----- Text passage
There were other slightly more sober comments on the findings of the auditor, but the best phraseology comes courtesy of the Canadian Press: “Ontario’s Drive Clean program is riddled with fraud.” That phrase was printed in dozens of papers across the country and on-line, and reported verbatim on television and radio. Millions upon millions of people saw, heard, and read the sentiment.
They can be forgiven for thinking that the auditor had found that Ontario’s emissions testing program was without merit, without controls, that the province was asleep at the switch, or all of the above.
What the auditor did discover was that 3,200 Drive Clean certificates had been duplicated more than five times, with one having been duplicated some 400 times. He also found that of those vehicles which had failed the initial test and then been repaired within the repair cost limit structure, nearly half generated worse numbers on the second test than on the first.
As a result of the duplicate certificates, as many as 50,000 vehicles were left on the road with some type of suspect emissions certification. This is not the same as saying that they are all vast polluters, or that there is necessarily fraud at stake in all, as some inspection systems reset when they were rebooted. And there were a number of cases where license offices overrode lockouts on the licensing database to let certificates through. The fact is that most of the computer-related problems that made this possible are already fixed.
Granted, there is probably some fraud in there, with some 137 investigations ongoing by Drive Clean’s investigation branch, and they have asked the Ontario Provincial Police to consider investigating. Regardless of whether the OPP decides to or not, I’ll bet someone is going to want to talk to the source of those 400 duplicate numbers. In any case, the issue is really more about the licensing offices and the individuals manning them than it is about the Drive Clean testing.
Still, with 2.4 million vehicles being tested every year, the total number of questionable certificates equates to two percent, hardly constituting a “riddling” with fraud.
Far more serious than passing vehicles that should have failed, though, is the fact that nearly half the repairs that were done to the failing vehicles made them worse. Honest.
This speaks to a serious issue of technical competency in the bays, the desire to perform the right repairs, integrity of shop management, and attention to detail, as well as some issues surrounding the program’s shortcomings.
----------
### Things to do
• 1. List every distinct figure written with digits in the Drive Clean audit commentary, giving each one only once.
• 2. Please print the section of the Drive Clean audit commentary between "What the auditor" and "on the first.", inclusive.
• 3. Answer these from the Drive Clean audit commentary:
(a) How many Drive Clean certificates had been duplicated more than five times?
(b) Which police force was asked to consider investigating?
(c) How many vehicles are tested every year?
----- Exercise data
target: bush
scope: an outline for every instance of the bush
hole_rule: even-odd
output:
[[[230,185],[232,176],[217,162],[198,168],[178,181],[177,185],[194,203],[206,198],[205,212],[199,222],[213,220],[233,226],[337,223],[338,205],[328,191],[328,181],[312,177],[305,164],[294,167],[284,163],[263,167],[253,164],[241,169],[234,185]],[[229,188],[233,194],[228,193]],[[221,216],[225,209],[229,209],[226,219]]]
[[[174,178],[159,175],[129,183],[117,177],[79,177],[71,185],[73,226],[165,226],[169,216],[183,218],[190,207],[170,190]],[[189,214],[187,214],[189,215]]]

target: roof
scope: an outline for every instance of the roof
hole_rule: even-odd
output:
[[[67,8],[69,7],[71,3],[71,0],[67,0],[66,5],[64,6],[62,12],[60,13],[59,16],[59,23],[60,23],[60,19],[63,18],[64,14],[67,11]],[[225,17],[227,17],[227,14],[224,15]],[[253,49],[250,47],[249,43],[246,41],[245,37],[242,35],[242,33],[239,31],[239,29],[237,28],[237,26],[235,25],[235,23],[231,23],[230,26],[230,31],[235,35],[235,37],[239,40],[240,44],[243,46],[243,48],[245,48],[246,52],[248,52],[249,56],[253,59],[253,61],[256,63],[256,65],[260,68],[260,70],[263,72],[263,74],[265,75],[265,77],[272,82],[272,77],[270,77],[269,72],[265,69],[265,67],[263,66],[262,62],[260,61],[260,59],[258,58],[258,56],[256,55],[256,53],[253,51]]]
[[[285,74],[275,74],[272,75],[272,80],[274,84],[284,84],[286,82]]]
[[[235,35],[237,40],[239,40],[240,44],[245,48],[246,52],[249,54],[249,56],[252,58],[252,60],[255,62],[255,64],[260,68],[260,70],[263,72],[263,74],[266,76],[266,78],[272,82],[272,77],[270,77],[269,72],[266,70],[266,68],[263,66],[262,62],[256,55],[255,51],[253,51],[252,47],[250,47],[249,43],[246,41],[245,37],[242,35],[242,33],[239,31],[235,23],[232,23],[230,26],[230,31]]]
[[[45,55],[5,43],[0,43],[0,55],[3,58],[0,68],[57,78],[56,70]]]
----------
### Solutions for each task
• 1.
3,200
400
50,000
137
2.4 million

• 2.
What the auditor did discover was that 3,200 Drive Clean certificates had been duplicated more than five times, with one having been duplicated some 400 times. He also found that of those vehicles which had failed the initial test and then been repaired within the repair cost limit structure, nearly half generated worse numbers on the second test than on the first.

• 3.
(a) 3,200
(b) The Ontario Provincial Police
(c) 2.4 million